▶ [Activity]
Go to the line containing "[locate] clear blue" in the records below and print it and every following line exactly, on through the line containing "[locate] blue hydrangea", then stop.

########################################

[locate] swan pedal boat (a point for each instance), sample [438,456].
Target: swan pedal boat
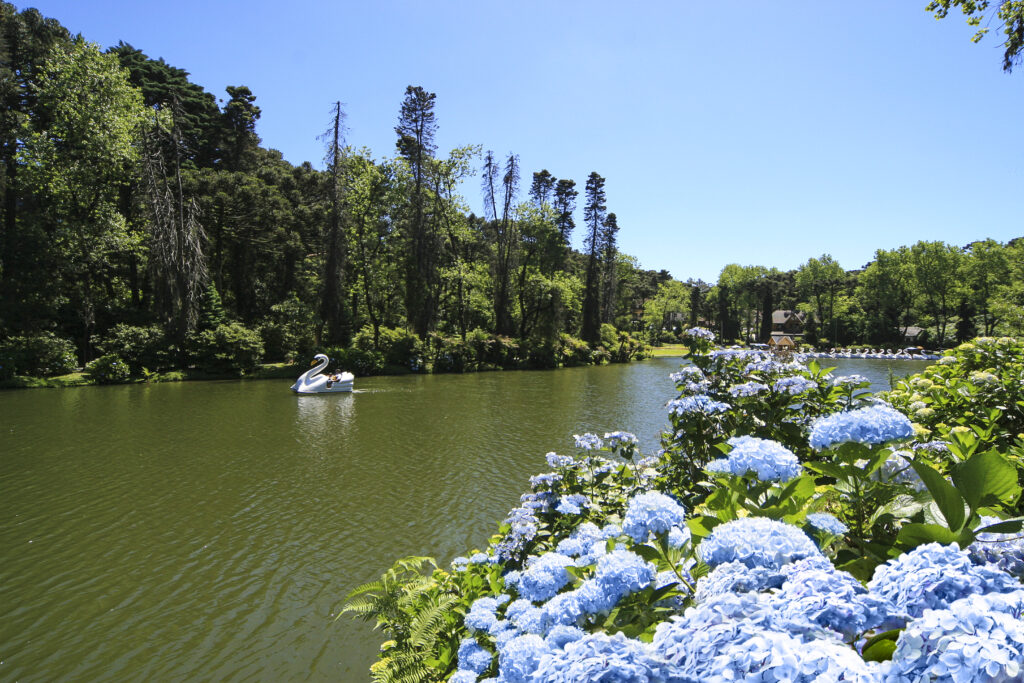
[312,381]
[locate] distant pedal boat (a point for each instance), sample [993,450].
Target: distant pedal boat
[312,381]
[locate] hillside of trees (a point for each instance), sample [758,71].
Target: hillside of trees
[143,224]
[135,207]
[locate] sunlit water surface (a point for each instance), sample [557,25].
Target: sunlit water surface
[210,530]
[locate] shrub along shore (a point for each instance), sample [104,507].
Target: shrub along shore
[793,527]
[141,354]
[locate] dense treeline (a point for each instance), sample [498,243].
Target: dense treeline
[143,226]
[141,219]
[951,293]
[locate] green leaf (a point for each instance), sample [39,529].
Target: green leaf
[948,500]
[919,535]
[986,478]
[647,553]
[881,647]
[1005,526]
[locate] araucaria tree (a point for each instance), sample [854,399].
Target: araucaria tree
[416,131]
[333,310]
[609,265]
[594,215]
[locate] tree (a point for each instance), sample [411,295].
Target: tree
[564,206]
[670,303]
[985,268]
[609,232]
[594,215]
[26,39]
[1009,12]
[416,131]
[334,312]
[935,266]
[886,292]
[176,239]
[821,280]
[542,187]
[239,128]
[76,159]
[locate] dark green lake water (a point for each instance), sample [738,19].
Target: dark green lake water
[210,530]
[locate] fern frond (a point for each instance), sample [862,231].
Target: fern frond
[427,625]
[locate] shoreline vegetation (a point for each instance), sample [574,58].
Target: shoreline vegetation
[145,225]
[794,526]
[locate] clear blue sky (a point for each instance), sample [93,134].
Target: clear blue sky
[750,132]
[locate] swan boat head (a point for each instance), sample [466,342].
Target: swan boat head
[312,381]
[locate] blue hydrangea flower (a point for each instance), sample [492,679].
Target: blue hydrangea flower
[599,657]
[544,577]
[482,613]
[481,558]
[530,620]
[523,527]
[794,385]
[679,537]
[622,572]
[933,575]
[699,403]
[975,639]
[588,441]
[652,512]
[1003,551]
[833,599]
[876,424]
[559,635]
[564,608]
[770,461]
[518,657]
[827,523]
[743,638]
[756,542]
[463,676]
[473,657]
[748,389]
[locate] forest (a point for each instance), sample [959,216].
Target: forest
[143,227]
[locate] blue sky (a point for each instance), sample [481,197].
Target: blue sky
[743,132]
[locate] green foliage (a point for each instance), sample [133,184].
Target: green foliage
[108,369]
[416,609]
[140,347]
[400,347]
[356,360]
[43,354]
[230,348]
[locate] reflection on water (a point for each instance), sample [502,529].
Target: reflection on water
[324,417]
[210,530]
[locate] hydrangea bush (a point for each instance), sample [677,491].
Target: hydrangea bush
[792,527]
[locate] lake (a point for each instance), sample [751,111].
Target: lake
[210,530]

########################################

▶ [Answer to this problem]
[locate] clear blue sky (a point for each instance), sample [93,134].
Target: clear blue sky
[750,132]
[locate] swan boat head (a point for each instance), sample [466,342].
Target: swan boat head
[312,381]
[locate] blue hydrangea flower (a point for each instance), sample [492,679].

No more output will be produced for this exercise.